__SHORT TASK__
Give as output the line that contains "Annotation task — mark the sunlit", followed by every remaining line of the entries, unchanged and with nothing added.

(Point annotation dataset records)
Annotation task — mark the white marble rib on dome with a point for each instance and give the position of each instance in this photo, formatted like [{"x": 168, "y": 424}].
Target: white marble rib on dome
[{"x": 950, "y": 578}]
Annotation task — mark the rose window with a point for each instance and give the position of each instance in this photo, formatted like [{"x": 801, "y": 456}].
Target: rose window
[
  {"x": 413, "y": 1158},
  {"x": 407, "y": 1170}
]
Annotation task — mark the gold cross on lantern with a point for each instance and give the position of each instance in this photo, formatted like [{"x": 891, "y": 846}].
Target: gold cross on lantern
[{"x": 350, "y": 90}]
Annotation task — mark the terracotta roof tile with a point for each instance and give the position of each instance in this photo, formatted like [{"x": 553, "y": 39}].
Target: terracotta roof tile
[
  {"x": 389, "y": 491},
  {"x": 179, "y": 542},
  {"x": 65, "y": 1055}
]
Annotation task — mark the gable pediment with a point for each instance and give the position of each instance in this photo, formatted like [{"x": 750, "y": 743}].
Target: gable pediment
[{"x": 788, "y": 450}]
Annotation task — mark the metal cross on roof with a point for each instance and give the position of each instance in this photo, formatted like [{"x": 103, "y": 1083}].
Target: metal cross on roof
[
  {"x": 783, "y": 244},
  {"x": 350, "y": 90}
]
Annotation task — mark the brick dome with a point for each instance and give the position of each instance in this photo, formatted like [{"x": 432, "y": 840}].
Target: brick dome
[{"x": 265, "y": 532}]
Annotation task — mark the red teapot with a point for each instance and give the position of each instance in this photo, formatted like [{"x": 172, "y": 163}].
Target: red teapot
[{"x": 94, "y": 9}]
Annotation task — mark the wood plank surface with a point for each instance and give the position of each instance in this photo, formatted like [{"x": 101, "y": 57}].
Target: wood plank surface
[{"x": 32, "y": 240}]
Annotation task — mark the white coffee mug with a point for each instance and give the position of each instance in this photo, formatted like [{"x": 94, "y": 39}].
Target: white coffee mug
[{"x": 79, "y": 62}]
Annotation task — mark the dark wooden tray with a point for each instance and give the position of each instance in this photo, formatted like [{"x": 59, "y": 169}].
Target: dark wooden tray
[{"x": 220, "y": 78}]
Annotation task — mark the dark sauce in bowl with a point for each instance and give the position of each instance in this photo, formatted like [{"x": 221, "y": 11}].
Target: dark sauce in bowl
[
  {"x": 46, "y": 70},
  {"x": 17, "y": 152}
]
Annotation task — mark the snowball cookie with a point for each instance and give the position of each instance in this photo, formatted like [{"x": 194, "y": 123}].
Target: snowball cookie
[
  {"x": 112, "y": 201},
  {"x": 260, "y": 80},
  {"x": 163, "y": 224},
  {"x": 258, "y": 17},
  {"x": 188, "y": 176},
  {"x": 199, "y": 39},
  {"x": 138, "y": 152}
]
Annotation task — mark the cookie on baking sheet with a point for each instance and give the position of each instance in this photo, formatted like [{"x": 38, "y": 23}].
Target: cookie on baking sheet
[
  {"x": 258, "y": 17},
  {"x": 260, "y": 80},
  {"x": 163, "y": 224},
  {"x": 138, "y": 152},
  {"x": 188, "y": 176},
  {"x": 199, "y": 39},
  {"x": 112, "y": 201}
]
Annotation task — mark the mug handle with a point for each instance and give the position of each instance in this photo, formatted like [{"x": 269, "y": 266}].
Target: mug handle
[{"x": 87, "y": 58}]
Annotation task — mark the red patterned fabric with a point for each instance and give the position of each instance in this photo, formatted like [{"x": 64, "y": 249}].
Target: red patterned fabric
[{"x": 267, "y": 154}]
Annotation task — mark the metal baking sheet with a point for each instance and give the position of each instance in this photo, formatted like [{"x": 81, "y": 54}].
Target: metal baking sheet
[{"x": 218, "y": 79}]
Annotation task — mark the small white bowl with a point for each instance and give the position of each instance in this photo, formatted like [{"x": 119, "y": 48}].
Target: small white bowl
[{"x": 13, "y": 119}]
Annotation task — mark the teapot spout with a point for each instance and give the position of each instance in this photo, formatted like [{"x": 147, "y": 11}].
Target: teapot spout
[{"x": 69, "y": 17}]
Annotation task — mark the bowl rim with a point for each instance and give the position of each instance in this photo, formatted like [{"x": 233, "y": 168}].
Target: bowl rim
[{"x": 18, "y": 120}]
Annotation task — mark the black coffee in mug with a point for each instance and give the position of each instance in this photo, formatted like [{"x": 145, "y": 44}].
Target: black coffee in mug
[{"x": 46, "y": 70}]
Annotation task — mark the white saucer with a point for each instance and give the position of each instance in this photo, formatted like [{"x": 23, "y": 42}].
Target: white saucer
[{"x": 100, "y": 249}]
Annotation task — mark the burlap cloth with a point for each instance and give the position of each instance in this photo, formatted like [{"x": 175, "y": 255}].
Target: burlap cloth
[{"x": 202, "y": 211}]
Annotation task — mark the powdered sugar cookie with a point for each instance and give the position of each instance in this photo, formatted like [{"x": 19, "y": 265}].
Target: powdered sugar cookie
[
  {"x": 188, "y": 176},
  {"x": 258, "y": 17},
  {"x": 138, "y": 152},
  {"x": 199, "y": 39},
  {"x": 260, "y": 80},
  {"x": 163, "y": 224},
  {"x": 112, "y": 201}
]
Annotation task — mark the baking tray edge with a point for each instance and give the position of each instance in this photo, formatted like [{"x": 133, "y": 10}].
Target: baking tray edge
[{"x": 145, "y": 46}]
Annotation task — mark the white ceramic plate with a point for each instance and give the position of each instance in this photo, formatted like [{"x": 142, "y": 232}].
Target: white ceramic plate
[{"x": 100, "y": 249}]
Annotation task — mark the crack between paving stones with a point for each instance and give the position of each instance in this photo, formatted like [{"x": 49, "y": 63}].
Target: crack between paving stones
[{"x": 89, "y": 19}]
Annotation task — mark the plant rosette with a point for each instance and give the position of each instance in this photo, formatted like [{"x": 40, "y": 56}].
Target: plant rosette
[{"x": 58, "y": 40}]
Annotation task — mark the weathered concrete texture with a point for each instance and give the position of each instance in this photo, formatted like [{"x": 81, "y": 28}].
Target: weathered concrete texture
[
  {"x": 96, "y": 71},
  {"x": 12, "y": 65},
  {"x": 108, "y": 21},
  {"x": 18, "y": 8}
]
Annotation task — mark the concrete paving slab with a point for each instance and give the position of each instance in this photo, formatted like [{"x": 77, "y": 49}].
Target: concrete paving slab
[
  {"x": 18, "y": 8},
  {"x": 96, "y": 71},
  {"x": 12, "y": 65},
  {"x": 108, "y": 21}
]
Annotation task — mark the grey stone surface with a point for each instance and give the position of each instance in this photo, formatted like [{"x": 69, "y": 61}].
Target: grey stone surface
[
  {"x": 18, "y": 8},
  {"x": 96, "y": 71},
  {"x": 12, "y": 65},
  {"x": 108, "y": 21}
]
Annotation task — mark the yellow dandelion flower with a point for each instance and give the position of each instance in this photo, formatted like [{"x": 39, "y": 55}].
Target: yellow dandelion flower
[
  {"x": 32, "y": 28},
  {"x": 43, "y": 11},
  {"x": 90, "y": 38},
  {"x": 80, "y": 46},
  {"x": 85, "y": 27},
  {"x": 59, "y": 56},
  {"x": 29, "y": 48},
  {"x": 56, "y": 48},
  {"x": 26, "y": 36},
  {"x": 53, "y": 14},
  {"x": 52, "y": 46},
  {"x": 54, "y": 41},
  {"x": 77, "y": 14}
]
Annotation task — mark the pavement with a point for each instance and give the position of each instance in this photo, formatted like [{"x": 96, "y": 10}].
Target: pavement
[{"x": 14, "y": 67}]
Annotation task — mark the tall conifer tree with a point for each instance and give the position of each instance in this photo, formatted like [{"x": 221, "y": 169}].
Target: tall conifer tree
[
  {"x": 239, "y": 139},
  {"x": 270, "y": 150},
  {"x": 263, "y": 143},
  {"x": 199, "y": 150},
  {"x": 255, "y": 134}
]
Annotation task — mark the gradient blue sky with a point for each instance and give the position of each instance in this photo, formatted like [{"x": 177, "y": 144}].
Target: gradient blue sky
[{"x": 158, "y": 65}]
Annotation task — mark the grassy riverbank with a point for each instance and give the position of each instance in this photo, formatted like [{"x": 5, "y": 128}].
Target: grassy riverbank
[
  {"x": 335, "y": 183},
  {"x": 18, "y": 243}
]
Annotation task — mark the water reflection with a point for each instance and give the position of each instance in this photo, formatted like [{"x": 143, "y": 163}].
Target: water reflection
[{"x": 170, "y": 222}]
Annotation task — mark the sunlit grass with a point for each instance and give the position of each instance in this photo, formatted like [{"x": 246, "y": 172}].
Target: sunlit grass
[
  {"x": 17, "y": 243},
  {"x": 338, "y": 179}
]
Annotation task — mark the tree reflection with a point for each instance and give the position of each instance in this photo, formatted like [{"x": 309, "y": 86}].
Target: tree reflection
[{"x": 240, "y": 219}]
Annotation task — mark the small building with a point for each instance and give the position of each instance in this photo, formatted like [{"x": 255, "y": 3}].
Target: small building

__WRITTEN SOLUTION__
Annotation task — mark the sunlit grass with a point for each instance and give the position of each instance in this photo, formatted like [{"x": 246, "y": 172}].
Target: sunlit grass
[
  {"x": 17, "y": 243},
  {"x": 338, "y": 179}
]
Annotation task — mark the tree reflection with a point for each instance and give the position of each instance in this photo, formatted like [{"x": 309, "y": 86}].
Target: tree reflection
[{"x": 240, "y": 219}]
Annotation task — mark the small building with a point for each instance and give the position of each instance in this photo, formatted like [{"x": 255, "y": 3}].
Target: small building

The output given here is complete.